## What to work on
Please return all the records exactly, with nothing left out.

## Input records
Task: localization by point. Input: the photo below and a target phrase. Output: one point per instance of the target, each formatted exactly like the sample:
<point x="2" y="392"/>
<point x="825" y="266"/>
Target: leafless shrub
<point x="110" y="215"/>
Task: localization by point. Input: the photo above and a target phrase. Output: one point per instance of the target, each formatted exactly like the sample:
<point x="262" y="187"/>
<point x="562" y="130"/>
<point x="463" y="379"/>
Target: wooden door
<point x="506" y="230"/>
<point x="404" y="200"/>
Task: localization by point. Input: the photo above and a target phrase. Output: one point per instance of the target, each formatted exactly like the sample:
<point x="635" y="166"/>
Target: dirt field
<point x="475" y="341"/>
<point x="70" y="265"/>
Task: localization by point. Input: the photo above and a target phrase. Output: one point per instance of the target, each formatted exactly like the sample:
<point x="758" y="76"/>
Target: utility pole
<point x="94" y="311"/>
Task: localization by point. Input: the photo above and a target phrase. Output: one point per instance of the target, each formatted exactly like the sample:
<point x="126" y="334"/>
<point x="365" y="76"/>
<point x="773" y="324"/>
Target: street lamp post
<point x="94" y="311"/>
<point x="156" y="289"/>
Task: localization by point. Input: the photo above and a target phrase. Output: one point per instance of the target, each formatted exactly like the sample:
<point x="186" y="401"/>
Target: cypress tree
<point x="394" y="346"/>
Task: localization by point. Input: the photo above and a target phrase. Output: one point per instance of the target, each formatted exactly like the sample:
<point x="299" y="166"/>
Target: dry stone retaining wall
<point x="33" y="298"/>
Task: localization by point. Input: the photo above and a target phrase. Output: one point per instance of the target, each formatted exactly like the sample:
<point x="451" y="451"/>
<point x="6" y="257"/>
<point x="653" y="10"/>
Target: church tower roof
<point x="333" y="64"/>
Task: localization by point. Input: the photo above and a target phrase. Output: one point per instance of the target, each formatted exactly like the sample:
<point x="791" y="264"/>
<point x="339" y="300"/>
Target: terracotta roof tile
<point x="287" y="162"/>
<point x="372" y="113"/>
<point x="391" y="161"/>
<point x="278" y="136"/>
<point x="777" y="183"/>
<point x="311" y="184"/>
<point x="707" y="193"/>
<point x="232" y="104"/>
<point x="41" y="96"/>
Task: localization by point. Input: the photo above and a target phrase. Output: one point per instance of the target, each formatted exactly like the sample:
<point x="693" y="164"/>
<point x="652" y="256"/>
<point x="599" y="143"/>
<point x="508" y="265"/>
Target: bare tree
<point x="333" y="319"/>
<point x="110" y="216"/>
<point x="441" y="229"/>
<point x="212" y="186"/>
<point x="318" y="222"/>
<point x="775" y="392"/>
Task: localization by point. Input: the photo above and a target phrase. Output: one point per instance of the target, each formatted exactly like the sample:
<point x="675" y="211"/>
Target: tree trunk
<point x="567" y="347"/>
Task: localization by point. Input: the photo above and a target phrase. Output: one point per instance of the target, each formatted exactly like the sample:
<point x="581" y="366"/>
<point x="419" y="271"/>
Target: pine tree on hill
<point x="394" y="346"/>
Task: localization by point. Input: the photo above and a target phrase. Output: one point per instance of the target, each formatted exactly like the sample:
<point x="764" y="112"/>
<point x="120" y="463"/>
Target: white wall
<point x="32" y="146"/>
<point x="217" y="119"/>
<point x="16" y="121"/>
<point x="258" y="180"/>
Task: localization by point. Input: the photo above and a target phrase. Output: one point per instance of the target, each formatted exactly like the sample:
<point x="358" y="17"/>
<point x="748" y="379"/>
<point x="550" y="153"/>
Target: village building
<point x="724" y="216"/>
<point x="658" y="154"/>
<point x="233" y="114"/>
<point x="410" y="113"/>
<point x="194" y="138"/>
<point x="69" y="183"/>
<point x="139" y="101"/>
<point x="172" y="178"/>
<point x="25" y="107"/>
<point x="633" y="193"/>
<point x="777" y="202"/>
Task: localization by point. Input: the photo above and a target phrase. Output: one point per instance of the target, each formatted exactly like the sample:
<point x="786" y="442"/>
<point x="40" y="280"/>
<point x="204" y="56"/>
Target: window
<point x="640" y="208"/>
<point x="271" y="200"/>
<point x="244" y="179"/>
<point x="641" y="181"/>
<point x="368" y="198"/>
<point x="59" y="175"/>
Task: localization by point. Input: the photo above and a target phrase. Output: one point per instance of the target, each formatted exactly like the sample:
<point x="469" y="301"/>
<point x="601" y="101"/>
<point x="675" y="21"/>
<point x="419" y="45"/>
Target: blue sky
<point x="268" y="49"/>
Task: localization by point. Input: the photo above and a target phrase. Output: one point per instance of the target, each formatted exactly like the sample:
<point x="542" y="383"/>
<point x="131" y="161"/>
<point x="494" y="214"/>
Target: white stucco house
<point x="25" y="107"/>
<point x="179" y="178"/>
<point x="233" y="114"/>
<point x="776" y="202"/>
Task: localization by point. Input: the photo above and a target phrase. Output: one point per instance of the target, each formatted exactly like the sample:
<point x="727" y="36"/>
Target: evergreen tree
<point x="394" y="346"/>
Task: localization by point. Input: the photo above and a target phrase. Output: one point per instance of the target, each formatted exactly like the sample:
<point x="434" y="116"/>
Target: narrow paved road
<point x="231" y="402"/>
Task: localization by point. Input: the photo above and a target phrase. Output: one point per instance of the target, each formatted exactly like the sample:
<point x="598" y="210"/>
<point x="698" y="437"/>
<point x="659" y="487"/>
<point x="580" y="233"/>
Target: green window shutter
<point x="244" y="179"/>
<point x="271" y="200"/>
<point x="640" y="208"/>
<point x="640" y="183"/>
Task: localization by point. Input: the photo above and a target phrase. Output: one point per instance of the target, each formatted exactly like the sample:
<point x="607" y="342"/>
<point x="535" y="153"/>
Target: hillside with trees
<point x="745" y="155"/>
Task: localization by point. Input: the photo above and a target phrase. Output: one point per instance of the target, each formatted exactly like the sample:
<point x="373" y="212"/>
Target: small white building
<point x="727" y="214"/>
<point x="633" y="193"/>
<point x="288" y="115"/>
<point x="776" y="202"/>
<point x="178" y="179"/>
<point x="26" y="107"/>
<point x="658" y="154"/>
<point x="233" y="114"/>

## Completed task
Task: localization by point. Input: the photo below and a target phrase. Output: one point per instance of the target, each formatted exactly like the sample:
<point x="2" y="392"/>
<point x="825" y="266"/>
Target: leafless shrub
<point x="110" y="215"/>
Task: localization by point. Input: the photo above and a target phrase. Output: one point per instance of the target, each formatted exactly like the sample:
<point x="262" y="187"/>
<point x="562" y="130"/>
<point x="463" y="379"/>
Target: wooden door
<point x="506" y="230"/>
<point x="404" y="200"/>
Task: localization by point. Input: the photo above and a target phrase. Output: one point per instance of the target, each formatted exactly like the sample:
<point x="635" y="166"/>
Target: dirt field
<point x="475" y="341"/>
<point x="70" y="265"/>
Task: localization by point. Input: the photo above and a target phrase. Output: one point per instance of the target, each formatted exactly like the sample:
<point x="758" y="76"/>
Target: utility pole
<point x="94" y="311"/>
Task: localization by point. Input: the photo above and a target phrase. Output: one point per instance of the target, each formatted exactly like the sample:
<point x="126" y="334"/>
<point x="365" y="76"/>
<point x="773" y="324"/>
Target: street lamp post
<point x="94" y="311"/>
<point x="156" y="289"/>
Task: localization by point. Input: the photo above and a target phrase. Output: one point per instance of the target, each formatted exactly like the sample:
<point x="186" y="401"/>
Target: cypress tree
<point x="394" y="346"/>
Task: localization by point. Input: the photo above and a target phrase. Output: one point per instance of the target, each formatted exactly like the sample:
<point x="299" y="166"/>
Target: dry stone retaining wall
<point x="33" y="298"/>
Task: localization by point. Input: the photo above and a target phrase. Output: one point per instance of the target, each formatted exactly like the sample:
<point x="451" y="451"/>
<point x="6" y="257"/>
<point x="653" y="10"/>
Target: church tower roof
<point x="333" y="64"/>
Task: localization by point. Input: the photo above and a target phrase. Output: one point per instance of the target, each formatted exactly like the sample:
<point x="791" y="264"/>
<point x="339" y="300"/>
Target: terracotta roof tile
<point x="287" y="162"/>
<point x="372" y="113"/>
<point x="391" y="161"/>
<point x="278" y="136"/>
<point x="777" y="183"/>
<point x="311" y="184"/>
<point x="707" y="193"/>
<point x="232" y="104"/>
<point x="41" y="96"/>
Task: localization by point. Input: the photo above and a target phrase. Output: one point per instance of the target, each formatted exactly like the sample:
<point x="693" y="164"/>
<point x="652" y="256"/>
<point x="599" y="143"/>
<point x="508" y="265"/>
Target: bare tree
<point x="333" y="319"/>
<point x="110" y="216"/>
<point x="441" y="229"/>
<point x="212" y="186"/>
<point x="318" y="222"/>
<point x="775" y="392"/>
Task: localization by point. Input: the photo above and a target phrase. Output: one point per instance of the target, each formatted exactly like the sample:
<point x="675" y="211"/>
Target: tree trunk
<point x="567" y="347"/>
Task: localization by point. Input: the photo above and a target phrase. Output: one point per instance of the target, each formatted exactly like the sample:
<point x="581" y="366"/>
<point x="419" y="271"/>
Target: pine tree on hill
<point x="394" y="346"/>
Task: localization by point. Input: the photo above and a target phrase. Output: one point per instance of the target, each formatted exactly like the sample:
<point x="764" y="112"/>
<point x="120" y="463"/>
Target: white wall
<point x="32" y="146"/>
<point x="217" y="119"/>
<point x="16" y="121"/>
<point x="258" y="180"/>
Task: localization by point. Input: the photo above and a target phrase. Output: one point per instance of the target, each formatted exactly like the sample:
<point x="358" y="17"/>
<point x="748" y="379"/>
<point x="550" y="153"/>
Target: village building
<point x="724" y="216"/>
<point x="658" y="154"/>
<point x="233" y="114"/>
<point x="410" y="113"/>
<point x="194" y="138"/>
<point x="69" y="183"/>
<point x="139" y="101"/>
<point x="172" y="178"/>
<point x="25" y="107"/>
<point x="633" y="193"/>
<point x="777" y="202"/>
Task: localization by point. Input: the photo above and a target phrase. Output: one point per instance of the target, each formatted exactly like the sample:
<point x="786" y="442"/>
<point x="40" y="280"/>
<point x="204" y="56"/>
Target: window
<point x="640" y="208"/>
<point x="271" y="200"/>
<point x="244" y="179"/>
<point x="641" y="181"/>
<point x="368" y="198"/>
<point x="59" y="175"/>
Task: localization by point. Input: the photo above and a target phrase. Output: one point per instance of the target, each formatted exactly like the sample:
<point x="469" y="301"/>
<point x="601" y="101"/>
<point x="675" y="21"/>
<point x="419" y="45"/>
Target: blue sky
<point x="268" y="49"/>
Task: localization by point. Input: the photo above and a target phrase. Output: one point per instance of the target, each formatted exactly like the sample:
<point x="542" y="383"/>
<point x="131" y="161"/>
<point x="494" y="214"/>
Target: white stucco house
<point x="25" y="107"/>
<point x="179" y="178"/>
<point x="233" y="114"/>
<point x="776" y="202"/>
Task: localization by point. Input: the photo above and a target phrase. Output: one point per instance of the target, each formatted exactly like the sample:
<point x="727" y="36"/>
Target: evergreen tree
<point x="394" y="346"/>
Task: localization by point. Input: the photo above and a target phrase. Output: one point per instance of the target, each formatted exactly like the sample:
<point x="434" y="116"/>
Target: narrow paved road
<point x="231" y="402"/>
Task: localization by point. Input: the photo above and a target phrase. Output: one point per instance of the target, each formatted exactly like the sample:
<point x="598" y="210"/>
<point x="698" y="437"/>
<point x="659" y="487"/>
<point x="580" y="233"/>
Target: green window shutter
<point x="244" y="179"/>
<point x="271" y="200"/>
<point x="640" y="208"/>
<point x="640" y="183"/>
Task: localization by point. Input: the photo above and a target phrase. Output: one point per instance of the target, each formatted exactly like the sample:
<point x="607" y="342"/>
<point x="535" y="153"/>
Target: hillside with trees
<point x="745" y="155"/>
Task: localization by point. Input: the photo above and a target phrase. Output: one point per instance of the target, each formatted exactly like the sample:
<point x="373" y="212"/>
Target: small white building
<point x="727" y="214"/>
<point x="633" y="193"/>
<point x="288" y="115"/>
<point x="776" y="202"/>
<point x="178" y="179"/>
<point x="26" y="107"/>
<point x="658" y="154"/>
<point x="233" y="114"/>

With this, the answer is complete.